Goal ▸ Copy out all the entries, swapping every "arched bridge deck" for "curved bridge deck" and changing nothing else. Leave the pictures out of your copy.

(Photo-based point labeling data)
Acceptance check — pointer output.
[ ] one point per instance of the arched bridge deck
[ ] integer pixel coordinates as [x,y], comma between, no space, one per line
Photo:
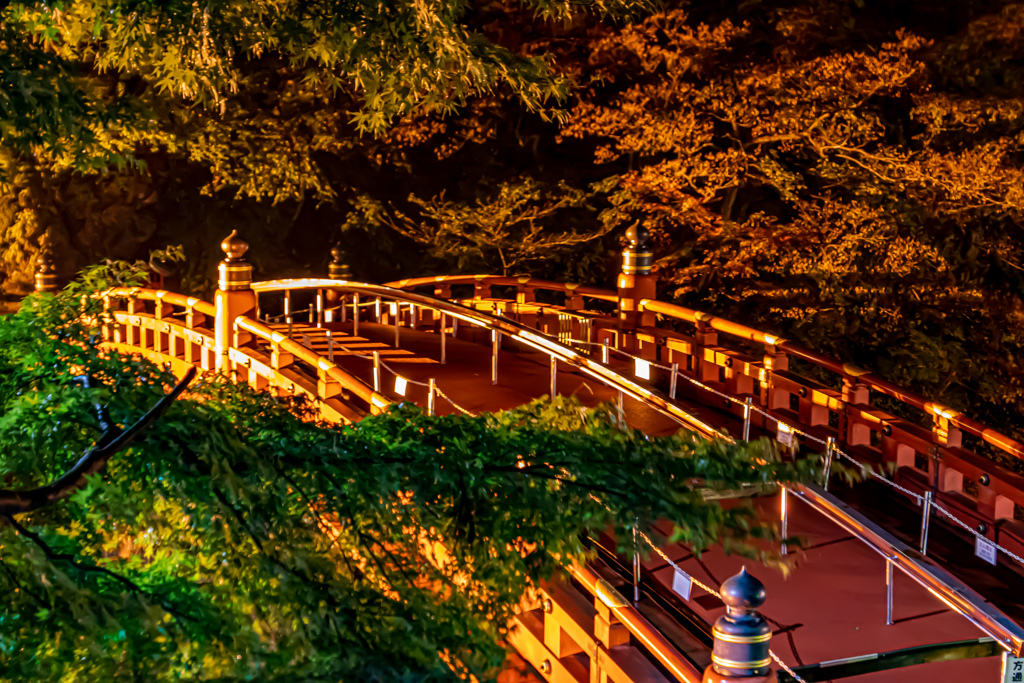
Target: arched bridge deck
[480,343]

Reply ▸
Acceptance check — pointer output.
[ ] one point per instance of the curved bridge deck
[ ] integer pixel coordinates as [x,y], comma between, no space, one per line
Photo:
Target: curved bridge deck
[480,343]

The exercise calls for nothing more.